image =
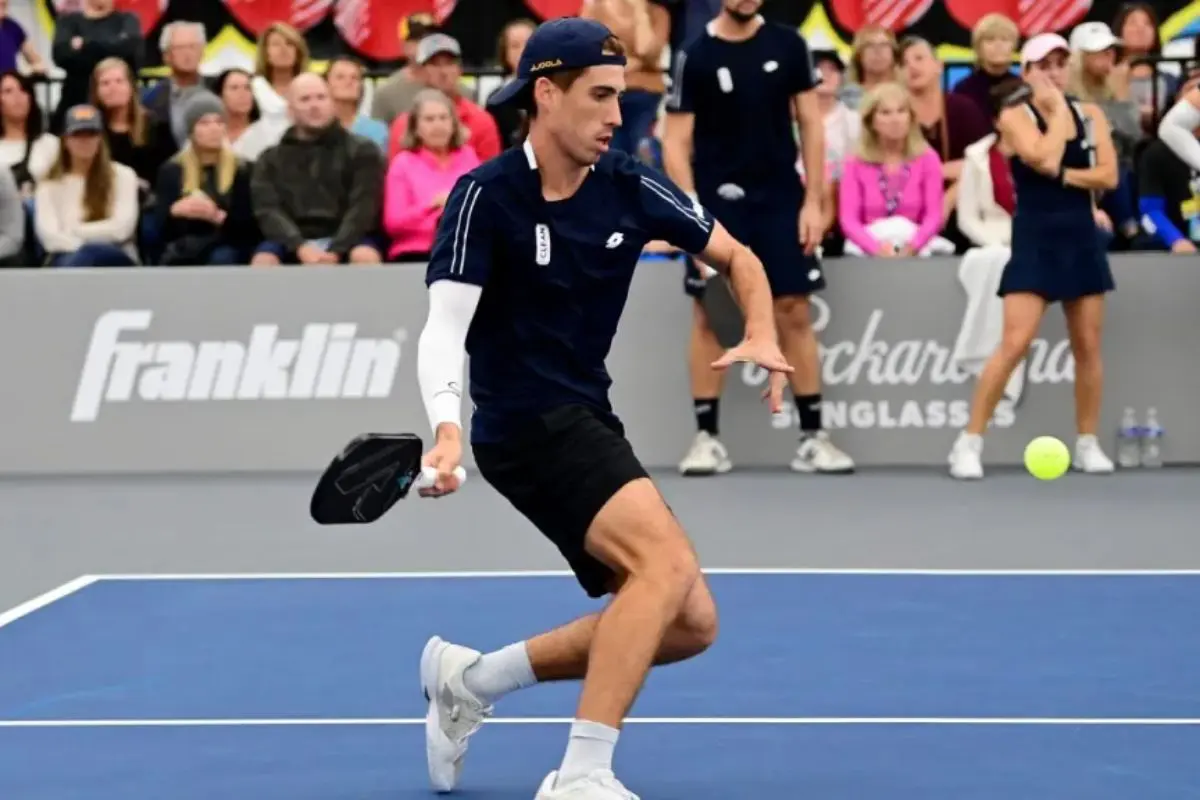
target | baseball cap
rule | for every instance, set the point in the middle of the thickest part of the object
(1042, 46)
(82, 119)
(436, 43)
(558, 46)
(417, 26)
(1092, 37)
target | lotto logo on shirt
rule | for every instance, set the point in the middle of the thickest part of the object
(876, 378)
(541, 234)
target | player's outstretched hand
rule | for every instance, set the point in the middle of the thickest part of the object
(444, 457)
(811, 224)
(767, 355)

::::

### Short task
Write out all of the data again, substituting "for each instance" for "for every instance" wherever it occurs and keeping everything else the same. Leave the pictures out.

### Output for this task
image =
target | baseball cap
rule | for each instance, set the point in the middle of the thickest part of the object
(1042, 46)
(82, 119)
(436, 43)
(558, 46)
(417, 26)
(1092, 37)
target | lotto logo on shirt
rule | for each instance, set the point in the middle of the thickest part of the object
(876, 378)
(541, 234)
target | player's outstretched hand
rule | for each instance, set the point in the middle of the thickest part of the object
(444, 457)
(811, 224)
(767, 355)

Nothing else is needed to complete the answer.